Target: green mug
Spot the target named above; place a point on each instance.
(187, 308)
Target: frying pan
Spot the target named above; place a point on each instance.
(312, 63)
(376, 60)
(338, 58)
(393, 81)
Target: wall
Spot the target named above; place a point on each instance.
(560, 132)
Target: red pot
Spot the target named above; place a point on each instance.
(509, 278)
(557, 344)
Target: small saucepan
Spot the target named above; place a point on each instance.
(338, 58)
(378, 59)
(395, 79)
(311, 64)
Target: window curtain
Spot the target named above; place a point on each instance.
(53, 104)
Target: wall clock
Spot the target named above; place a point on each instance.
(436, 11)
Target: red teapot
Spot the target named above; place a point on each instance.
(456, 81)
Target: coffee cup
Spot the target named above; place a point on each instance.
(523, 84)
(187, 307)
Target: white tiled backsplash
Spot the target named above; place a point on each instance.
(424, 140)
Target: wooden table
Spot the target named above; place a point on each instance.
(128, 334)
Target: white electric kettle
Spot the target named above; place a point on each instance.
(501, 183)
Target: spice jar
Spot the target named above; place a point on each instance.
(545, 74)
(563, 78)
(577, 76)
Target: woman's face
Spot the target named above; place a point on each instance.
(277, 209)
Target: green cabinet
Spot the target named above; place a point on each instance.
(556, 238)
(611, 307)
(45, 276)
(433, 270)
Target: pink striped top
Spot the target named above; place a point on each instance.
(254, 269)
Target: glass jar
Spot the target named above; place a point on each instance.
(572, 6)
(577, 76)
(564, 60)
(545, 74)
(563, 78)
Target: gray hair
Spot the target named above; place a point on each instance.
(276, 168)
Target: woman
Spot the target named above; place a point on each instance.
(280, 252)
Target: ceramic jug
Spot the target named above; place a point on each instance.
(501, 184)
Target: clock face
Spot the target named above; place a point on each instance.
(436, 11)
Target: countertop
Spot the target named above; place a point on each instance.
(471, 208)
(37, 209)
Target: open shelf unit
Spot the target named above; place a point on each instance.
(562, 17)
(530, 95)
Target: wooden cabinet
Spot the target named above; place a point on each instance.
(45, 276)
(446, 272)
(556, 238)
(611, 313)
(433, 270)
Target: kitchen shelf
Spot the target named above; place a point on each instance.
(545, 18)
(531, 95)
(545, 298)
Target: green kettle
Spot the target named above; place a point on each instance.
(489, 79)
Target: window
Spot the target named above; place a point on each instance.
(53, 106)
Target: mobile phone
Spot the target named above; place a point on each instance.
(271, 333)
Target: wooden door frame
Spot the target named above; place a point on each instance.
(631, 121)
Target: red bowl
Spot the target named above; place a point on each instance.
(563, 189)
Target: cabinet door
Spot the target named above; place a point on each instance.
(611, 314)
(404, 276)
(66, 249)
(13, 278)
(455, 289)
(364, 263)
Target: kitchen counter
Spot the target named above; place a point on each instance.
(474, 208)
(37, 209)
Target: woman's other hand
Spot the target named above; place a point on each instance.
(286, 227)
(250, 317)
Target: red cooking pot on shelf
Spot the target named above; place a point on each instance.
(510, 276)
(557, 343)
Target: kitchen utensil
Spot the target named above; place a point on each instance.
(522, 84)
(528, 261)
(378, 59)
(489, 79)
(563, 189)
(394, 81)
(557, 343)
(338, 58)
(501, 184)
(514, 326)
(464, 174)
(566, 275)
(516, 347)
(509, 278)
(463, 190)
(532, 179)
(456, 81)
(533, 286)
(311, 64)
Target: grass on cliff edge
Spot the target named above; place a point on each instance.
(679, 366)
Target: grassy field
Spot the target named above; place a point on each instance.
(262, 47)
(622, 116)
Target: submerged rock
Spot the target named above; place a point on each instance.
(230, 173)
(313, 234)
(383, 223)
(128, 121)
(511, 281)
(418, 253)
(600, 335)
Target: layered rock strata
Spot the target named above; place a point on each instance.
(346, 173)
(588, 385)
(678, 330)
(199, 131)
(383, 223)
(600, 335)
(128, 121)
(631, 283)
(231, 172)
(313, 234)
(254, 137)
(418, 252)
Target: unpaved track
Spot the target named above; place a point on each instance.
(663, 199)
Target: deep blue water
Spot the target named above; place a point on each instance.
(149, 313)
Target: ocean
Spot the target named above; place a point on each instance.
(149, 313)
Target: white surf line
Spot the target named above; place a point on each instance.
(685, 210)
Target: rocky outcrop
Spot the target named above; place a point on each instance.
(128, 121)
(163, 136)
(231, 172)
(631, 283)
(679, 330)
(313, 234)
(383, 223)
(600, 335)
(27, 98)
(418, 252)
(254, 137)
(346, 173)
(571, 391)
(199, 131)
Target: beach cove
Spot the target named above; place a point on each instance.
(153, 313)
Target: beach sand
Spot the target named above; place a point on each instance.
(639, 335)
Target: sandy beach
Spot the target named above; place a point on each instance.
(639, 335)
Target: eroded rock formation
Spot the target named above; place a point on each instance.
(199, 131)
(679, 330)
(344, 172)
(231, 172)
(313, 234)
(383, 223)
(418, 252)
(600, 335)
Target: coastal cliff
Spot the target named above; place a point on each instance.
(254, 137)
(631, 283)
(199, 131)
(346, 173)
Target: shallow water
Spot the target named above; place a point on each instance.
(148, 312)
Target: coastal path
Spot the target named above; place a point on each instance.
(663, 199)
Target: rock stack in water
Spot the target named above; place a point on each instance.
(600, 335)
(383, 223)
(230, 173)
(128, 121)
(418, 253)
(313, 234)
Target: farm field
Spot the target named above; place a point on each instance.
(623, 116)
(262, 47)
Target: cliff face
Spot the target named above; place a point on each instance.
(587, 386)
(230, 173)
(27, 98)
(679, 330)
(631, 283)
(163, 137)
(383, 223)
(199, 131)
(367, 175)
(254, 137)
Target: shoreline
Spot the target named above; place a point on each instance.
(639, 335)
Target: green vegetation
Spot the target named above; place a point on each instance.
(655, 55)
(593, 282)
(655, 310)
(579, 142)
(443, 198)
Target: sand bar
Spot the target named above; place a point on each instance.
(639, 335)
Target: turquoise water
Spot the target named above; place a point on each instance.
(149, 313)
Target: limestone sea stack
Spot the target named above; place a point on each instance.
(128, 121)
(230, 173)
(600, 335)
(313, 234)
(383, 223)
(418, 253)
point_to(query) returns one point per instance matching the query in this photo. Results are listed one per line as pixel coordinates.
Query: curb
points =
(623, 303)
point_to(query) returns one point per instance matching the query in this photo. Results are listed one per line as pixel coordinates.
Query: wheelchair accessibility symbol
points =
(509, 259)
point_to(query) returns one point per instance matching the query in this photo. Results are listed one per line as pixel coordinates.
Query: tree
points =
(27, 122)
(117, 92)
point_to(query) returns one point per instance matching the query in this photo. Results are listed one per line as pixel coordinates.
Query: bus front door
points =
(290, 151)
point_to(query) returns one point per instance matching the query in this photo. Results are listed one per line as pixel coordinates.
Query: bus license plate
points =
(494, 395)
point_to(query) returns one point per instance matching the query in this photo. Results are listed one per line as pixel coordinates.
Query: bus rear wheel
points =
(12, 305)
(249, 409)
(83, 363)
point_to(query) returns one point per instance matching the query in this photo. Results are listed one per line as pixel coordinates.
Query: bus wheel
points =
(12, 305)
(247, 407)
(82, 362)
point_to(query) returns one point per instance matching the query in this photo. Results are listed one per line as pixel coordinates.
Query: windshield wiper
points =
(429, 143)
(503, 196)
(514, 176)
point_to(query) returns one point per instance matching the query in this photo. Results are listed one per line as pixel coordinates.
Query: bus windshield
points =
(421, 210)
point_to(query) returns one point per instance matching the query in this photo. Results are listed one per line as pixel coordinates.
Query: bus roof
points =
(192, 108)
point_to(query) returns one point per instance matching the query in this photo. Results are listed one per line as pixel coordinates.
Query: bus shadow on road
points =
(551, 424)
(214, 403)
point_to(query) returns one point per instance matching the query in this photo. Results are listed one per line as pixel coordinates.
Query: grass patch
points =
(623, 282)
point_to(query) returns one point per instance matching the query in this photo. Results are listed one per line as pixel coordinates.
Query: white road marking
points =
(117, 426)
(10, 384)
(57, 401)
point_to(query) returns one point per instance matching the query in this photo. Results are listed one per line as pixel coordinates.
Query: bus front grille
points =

» **What is asked**: Which lines in the records above contain the string "white"? Show each one in full; case counts.

» **Answer to this problem**:
Target: white tiled backsplash
Target: white electric kettle
Target: white surf line
Query: white road marking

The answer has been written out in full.